━━ Given data
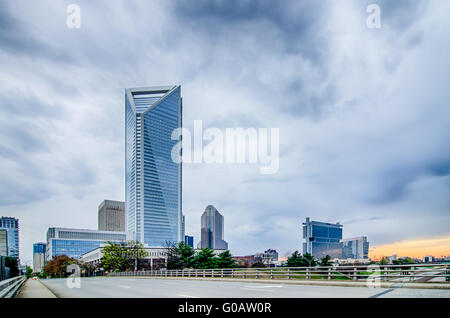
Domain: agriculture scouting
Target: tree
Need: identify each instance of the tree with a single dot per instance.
(204, 259)
(309, 260)
(135, 252)
(403, 261)
(225, 260)
(114, 257)
(326, 261)
(179, 255)
(29, 271)
(298, 260)
(383, 261)
(258, 265)
(294, 260)
(123, 256)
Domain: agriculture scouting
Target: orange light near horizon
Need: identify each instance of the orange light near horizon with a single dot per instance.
(438, 247)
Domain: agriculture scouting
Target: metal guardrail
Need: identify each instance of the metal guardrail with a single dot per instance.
(394, 273)
(10, 286)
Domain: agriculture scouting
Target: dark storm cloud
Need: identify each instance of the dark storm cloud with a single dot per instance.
(399, 14)
(296, 22)
(27, 105)
(17, 38)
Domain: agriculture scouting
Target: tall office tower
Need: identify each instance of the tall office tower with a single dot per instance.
(111, 216)
(76, 242)
(212, 230)
(189, 240)
(11, 225)
(183, 227)
(322, 239)
(357, 248)
(3, 242)
(153, 181)
(38, 257)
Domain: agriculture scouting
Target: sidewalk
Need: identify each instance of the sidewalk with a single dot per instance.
(34, 289)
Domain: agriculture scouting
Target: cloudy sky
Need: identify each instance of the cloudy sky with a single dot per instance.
(364, 114)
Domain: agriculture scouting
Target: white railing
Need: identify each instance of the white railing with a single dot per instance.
(399, 273)
(10, 286)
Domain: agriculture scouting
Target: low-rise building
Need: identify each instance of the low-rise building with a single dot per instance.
(76, 242)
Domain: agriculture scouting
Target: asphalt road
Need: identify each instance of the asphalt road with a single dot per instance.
(118, 287)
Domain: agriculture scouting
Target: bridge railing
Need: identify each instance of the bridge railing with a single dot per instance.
(10, 286)
(401, 273)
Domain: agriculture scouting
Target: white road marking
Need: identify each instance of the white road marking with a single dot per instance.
(187, 296)
(259, 289)
(265, 286)
(124, 286)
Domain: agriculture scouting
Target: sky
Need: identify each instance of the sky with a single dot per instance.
(363, 113)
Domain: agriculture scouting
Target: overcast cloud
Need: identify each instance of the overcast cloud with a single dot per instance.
(363, 113)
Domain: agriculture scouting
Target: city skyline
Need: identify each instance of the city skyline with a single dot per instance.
(363, 120)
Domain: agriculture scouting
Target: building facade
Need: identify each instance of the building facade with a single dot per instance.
(3, 242)
(38, 257)
(111, 216)
(189, 240)
(75, 242)
(356, 248)
(321, 239)
(212, 230)
(11, 225)
(153, 180)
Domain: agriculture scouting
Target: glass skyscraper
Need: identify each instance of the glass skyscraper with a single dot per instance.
(38, 257)
(322, 239)
(11, 225)
(212, 230)
(153, 181)
(76, 242)
(356, 248)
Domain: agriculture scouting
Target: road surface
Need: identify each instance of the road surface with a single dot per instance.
(121, 287)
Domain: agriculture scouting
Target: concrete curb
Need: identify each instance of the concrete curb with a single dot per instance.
(305, 282)
(48, 288)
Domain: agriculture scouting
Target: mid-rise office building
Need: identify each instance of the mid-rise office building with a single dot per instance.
(75, 242)
(321, 239)
(356, 248)
(189, 240)
(212, 230)
(111, 216)
(38, 257)
(11, 225)
(3, 242)
(153, 179)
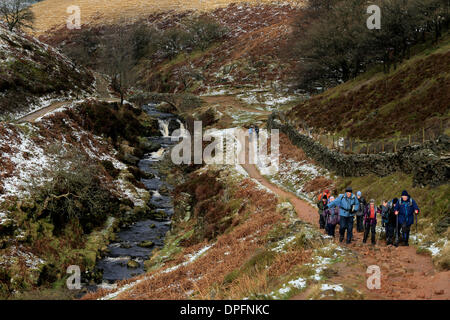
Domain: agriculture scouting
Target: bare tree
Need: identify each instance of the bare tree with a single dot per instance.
(17, 14)
(118, 59)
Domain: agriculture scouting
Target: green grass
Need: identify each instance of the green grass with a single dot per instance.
(434, 202)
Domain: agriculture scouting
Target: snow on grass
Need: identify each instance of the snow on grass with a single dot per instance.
(191, 259)
(334, 287)
(267, 99)
(293, 176)
(16, 254)
(283, 243)
(29, 162)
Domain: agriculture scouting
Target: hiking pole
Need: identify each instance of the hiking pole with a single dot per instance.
(396, 231)
(416, 227)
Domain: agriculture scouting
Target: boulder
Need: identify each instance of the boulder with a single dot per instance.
(133, 264)
(146, 244)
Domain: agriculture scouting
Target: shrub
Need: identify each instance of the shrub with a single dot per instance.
(73, 192)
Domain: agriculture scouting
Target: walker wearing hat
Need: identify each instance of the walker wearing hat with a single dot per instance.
(406, 209)
(370, 221)
(321, 205)
(348, 204)
(360, 212)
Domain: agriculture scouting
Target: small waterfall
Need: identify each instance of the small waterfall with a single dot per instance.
(164, 127)
(182, 128)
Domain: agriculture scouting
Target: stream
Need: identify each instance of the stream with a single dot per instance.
(126, 247)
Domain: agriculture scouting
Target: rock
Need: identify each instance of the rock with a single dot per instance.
(146, 244)
(125, 245)
(149, 146)
(163, 190)
(158, 215)
(104, 250)
(129, 159)
(132, 264)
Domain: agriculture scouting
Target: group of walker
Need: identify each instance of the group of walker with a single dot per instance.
(397, 216)
(253, 128)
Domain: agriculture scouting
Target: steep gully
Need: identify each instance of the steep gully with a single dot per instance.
(404, 273)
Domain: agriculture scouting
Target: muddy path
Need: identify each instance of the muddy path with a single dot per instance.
(404, 273)
(103, 94)
(226, 102)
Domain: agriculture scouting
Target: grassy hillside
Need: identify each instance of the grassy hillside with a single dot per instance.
(377, 105)
(250, 53)
(52, 13)
(32, 73)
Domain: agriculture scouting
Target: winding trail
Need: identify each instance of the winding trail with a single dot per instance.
(103, 94)
(404, 273)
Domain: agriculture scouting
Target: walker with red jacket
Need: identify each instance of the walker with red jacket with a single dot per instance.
(406, 209)
(323, 201)
(370, 221)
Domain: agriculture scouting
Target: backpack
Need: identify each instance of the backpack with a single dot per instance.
(324, 193)
(333, 217)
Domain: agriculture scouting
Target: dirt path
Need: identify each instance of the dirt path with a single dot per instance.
(230, 101)
(404, 273)
(102, 92)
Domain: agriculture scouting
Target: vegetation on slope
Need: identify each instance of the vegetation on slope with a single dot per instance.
(71, 191)
(32, 72)
(377, 105)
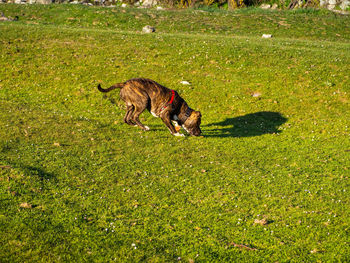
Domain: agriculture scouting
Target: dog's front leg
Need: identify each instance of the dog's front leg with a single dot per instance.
(166, 119)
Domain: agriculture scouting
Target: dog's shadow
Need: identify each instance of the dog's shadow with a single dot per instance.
(254, 124)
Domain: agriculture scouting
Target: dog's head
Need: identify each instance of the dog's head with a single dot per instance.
(192, 123)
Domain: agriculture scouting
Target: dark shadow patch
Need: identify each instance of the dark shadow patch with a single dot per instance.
(250, 125)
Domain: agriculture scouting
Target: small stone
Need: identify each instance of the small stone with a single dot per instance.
(265, 6)
(25, 205)
(148, 29)
(274, 7)
(256, 94)
(261, 222)
(266, 36)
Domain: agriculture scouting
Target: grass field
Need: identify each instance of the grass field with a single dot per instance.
(267, 182)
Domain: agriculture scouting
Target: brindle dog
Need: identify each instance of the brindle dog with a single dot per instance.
(140, 94)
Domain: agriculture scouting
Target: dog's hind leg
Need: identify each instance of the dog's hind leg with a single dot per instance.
(135, 118)
(129, 111)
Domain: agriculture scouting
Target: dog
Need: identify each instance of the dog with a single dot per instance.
(140, 94)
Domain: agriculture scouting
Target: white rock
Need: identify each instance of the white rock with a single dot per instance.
(149, 3)
(266, 36)
(265, 6)
(148, 29)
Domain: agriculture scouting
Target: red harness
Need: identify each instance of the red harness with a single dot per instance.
(169, 102)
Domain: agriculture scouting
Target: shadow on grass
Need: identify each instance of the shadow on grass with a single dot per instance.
(254, 124)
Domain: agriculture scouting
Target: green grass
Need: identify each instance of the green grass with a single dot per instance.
(99, 190)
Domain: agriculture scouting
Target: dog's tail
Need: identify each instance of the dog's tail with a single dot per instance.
(115, 86)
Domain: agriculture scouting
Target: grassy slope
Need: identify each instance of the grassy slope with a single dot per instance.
(98, 188)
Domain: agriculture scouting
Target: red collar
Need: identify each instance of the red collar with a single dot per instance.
(170, 101)
(172, 97)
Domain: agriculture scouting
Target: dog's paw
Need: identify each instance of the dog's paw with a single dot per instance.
(179, 134)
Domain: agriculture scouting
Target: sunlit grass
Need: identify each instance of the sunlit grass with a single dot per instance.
━━━━
- _Task to complete_: Above are some lines. Repeat exactly, and only, those from the line that has "Target: boulder" through the line that has "Target: steep gully".

- _Result for this task_:
Target: boulder
Need: identify each instance of the boulder with a single dot per instance.
(133, 264)
(146, 244)
Domain: agriculture scouting
Target: shrub
Need: identify each instance of the shrub with a single dot per instance.
(73, 192)
Domain: agriculture scouting
Target: walker wearing hat
Need: identify each instance of the walker wearing hat with a single dot per instance.
(406, 209)
(370, 221)
(321, 205)
(348, 204)
(360, 212)
Domain: agriculture scouting
Target: small waterfall
Need: identify each instance of the small waterfall with a single dot per instance.
(164, 127)
(182, 128)
Domain: agriculture scouting
Target: stream
Need: identify each instance of the stream with a single dot per instance.
(126, 247)
Domain: agriculture scouting
Target: rock
Need: identify each instance of the rock with a single dot per instance.
(146, 244)
(125, 245)
(149, 146)
(163, 190)
(158, 215)
(104, 250)
(129, 159)
(132, 264)
Domain: agriculture scouting
Target: group of walker
Need: identify each instance of the group of walker with a single dot per instance.
(397, 216)
(253, 128)
Domain: agriculture scouting
Target: steep gully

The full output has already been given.